#### Trecho fornecido
Se você achou estranho o título desse texto que a partir de então começa a ganhar corpo, é porque significa dizer que realmente somos estranhos, e isso é tudo o que não gostaríamos de ser, estranhos. Ser expulso do conforto científico das palavras é uma deselegância violenta: o vulgar nos dedura sem cerimônia.

 Sou tentado a sair desse corpo vulgar, ele é falível por ser assim. Preciso construir um paraíso onde eu e você, caro leitor, juntos, ultrapassemos as reais possibilidades desse corpo esburacado. Esburacado pela sua própria natureza violenta de ser.

O termo paraíso é airoso e, em sua própria elegância de existir, sugere fantasia... eis a palavra chave! Ficou confortável? Diria que tão confortável quanto o famoso mito do “Jardim do Éden”, em um bom e elegante inglês: “Eden's Garden”. Eu gosto de trabalhar com o Jardim do Éden porque ele não é uma utopia, ele existe e compõe a realidade psíquica do bebê. Sob os cuidados da mãe, quem não diria que o bebê está em um paraíso? Já estivemos lá!

Paraíso este que se sustenta justamente em sua natureza de inexistência de trabalho; onde as necessidades são satisfeitas de forma mágica. O mundo do bebê é um mundo mágico. Mágico não no sentido literal, mas mágico no sentido de realidade mesmo: é o bebê que chora e peito cheio de leite vem, saciando seus desconfortos e desejos a partir de um simples “abracadabra”. Não nos esqueçamos de que, quando o Homem é expulso do Jardim do Éden, a primeira ressalva que lhe é feita é de que, a partir de então, ele se sustentará de seu próprio trabalho; ou seja, a têta cheia de leite não estará mais a sua disposição quando ele chorar. E nos momentos de dores, somos atropelados pelo jargão das palavras: “eu quero a minha mãe!” Mas o que se busca mesmo é o Jardim do Éden, perdido para sempre, a têta!

#### Linhas fornecidas
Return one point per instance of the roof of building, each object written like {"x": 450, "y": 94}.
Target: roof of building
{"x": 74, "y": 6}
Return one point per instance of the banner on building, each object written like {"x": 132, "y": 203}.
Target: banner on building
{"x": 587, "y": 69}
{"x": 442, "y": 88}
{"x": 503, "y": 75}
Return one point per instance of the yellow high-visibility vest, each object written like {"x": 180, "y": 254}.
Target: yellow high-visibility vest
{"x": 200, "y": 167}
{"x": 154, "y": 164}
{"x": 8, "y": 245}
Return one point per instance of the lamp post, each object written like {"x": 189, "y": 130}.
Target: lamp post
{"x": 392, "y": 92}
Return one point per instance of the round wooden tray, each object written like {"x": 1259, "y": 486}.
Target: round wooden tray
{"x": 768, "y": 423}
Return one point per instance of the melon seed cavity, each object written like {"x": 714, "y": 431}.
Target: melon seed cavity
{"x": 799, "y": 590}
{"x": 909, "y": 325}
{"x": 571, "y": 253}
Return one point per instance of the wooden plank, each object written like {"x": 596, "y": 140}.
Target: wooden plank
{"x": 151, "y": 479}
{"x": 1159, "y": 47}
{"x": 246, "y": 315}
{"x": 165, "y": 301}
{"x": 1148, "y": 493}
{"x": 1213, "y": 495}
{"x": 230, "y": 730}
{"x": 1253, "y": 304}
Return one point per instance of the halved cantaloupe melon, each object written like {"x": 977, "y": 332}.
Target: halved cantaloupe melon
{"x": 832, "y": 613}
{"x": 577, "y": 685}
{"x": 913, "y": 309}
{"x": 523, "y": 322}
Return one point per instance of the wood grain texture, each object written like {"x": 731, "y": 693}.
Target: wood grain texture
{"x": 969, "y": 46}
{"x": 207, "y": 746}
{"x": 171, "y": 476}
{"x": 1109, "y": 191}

#### Lista de atividades
1/ De acordo com o trecho, qual é a primeira ressalva feita ao Homem quando ele é expulso do Jardim do Éden?
2/ Transcreva do trecho a passagem compreendida entre "Sou tentado a" e "violenta de ser.", inclusive.
As linhas não desempenham nenhum papel nesta atividade.

#### Respostas às atividades
1/ A de que, a partir de então, ele se sustentará de seu próprio trabalho.

2/
Sou tentado a sair desse corpo vulgar, ele é falível por ser assim. Preciso construir um paraíso onde eu e você, caro leitor, juntos, ultrapassemos as reais possibilidades desse corpo esburacado. Esburacado pela sua própria natureza violenta de ser.